*** DATA FOR PROCESSING Section Begins ***
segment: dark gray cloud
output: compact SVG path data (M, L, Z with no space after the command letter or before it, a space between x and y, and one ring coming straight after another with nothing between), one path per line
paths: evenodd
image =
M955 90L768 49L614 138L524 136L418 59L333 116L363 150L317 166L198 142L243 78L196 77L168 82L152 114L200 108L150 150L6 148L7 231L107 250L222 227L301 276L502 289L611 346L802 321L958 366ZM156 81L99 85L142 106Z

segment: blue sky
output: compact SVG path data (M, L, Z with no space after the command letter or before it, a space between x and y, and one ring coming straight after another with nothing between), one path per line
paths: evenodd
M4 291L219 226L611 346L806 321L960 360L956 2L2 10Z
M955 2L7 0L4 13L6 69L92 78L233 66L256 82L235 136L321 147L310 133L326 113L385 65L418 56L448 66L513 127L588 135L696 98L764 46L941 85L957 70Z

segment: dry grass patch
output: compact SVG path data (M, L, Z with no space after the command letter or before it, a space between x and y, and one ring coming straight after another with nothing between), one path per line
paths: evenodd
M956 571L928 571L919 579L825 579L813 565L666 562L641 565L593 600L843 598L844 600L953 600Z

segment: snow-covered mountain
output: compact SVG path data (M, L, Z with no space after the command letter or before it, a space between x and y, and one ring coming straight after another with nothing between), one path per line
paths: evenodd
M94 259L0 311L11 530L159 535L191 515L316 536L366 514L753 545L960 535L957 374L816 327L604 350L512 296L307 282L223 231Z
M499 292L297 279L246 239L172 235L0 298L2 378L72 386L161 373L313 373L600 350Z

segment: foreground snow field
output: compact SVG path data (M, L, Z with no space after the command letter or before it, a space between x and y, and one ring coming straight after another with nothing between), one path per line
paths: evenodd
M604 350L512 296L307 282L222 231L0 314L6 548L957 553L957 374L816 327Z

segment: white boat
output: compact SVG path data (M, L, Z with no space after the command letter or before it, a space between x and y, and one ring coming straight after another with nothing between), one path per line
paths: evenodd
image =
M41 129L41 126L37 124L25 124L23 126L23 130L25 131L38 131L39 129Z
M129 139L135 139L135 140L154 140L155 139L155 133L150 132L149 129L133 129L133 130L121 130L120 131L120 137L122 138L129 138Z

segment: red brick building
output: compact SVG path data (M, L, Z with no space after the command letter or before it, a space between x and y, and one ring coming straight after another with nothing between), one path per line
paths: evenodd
*** DATA FOR PROCESSING Section Ends ***
[ACTIVITY]
Return the listing. Match it exactly.

[RESPONSE TO THE EXERCISE]
segment: dark gray cloud
output: compact SVG path data (M, L, Z with no space after the command letter or before it, a space between x and y, and one ring coming straight after another with nothing between), one path per line
paths: evenodd
image =
M955 90L768 49L614 138L524 136L418 59L333 116L363 150L317 166L198 142L243 78L196 77L168 82L152 114L200 108L150 150L6 148L7 231L107 250L222 227L301 276L502 289L611 346L802 321L958 366ZM156 81L99 85L142 106Z

segment: blue sky
output: compact SVG path data (M, L, Z with no space after the command letter or before it, a space between x and y, and one ring coming straight after another with nothing between), one path per line
paths: evenodd
M4 291L219 226L611 346L806 321L960 360L956 2L2 10Z
M955 2L7 0L4 13L6 69L92 78L233 66L256 82L235 136L321 147L310 133L326 113L385 65L418 56L448 66L513 127L588 135L696 98L764 46L941 85L957 70Z

segment: dry grass patch
output: compact SVG path data (M, L, Z with no space after the command letter or before it, a space between x and y, and one ring coming straight after another with nothing between), one path per line
paths: evenodd
M956 571L928 571L919 579L825 579L813 565L666 562L641 565L593 600L843 598L844 600L953 600Z

segment: snow-covered mountain
output: compact SVG path data (M, L, Z with no space after the command letter or before it, a space between x and y, and one ring coming straight after another with nothing between), one path per line
paths: evenodd
M94 259L0 311L11 530L159 535L191 515L316 536L366 514L753 545L960 535L957 374L816 327L604 350L512 296L307 282L223 231Z
M499 292L297 279L246 239L172 235L0 298L2 378L72 386L161 373L313 373L600 350Z

segment: foreground snow field
output: compact SVG path data (M, L, Z with no space after the command letter or before it, a space between x and y, and one ring coming straight after another with nothing between), one path per line
paths: evenodd
M604 350L512 296L307 282L222 231L0 314L6 548L957 553L957 374L816 327Z

segment: white boat
output: compact SVG path data (M, L, Z with no space after the command letter or before it, a space between x and y, and one ring coming straight after another with nothing between), one path per line
paths: evenodd
image =
M41 129L41 126L37 124L25 124L23 126L23 130L25 131L38 131L39 129Z
M129 139L135 139L135 140L154 140L155 139L155 133L150 132L149 129L133 129L133 130L121 130L120 131L120 137L122 138L129 138Z

segment: red brick building
output: compact SVG path data (M, L, Z with no space after the command letter or before it, a space between x and y, and one ring coming straight after another with nothing between), one path per line
paths: evenodd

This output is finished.